-- Opening Marker --

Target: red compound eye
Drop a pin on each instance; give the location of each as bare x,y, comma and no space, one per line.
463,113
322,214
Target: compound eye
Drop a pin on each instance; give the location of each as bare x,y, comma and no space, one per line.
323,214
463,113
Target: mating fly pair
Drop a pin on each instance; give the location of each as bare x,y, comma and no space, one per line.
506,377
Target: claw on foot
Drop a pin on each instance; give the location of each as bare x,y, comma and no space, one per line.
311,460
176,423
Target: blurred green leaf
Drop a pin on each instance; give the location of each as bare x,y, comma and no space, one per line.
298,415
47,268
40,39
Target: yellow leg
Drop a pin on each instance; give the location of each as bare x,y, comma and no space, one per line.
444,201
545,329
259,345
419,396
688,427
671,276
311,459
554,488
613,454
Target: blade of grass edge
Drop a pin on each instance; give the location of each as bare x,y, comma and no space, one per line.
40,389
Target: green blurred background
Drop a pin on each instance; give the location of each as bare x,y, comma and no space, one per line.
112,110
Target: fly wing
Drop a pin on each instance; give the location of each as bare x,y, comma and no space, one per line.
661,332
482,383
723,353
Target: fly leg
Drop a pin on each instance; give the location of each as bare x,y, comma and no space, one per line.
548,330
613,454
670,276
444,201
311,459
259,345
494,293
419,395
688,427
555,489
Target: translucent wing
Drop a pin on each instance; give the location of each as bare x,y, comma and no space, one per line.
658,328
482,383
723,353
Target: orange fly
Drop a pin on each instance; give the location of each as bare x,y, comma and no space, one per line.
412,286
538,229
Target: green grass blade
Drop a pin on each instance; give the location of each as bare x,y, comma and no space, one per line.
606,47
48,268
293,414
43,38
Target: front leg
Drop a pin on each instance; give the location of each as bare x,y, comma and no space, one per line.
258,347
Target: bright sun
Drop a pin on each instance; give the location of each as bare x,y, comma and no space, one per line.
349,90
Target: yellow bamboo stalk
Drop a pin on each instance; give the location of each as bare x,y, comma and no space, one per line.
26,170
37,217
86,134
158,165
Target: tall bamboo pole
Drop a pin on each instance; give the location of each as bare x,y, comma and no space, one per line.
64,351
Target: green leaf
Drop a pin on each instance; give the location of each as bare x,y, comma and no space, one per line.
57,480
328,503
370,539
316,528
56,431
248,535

-- Closing Marker --

- **Exercise**:
Search the data above for lines holding "green" and copy each of them.

- **Result of this task**:
Target: blurred green leaf
Target: green blurred background
Target: green grass blade
Target: green leaf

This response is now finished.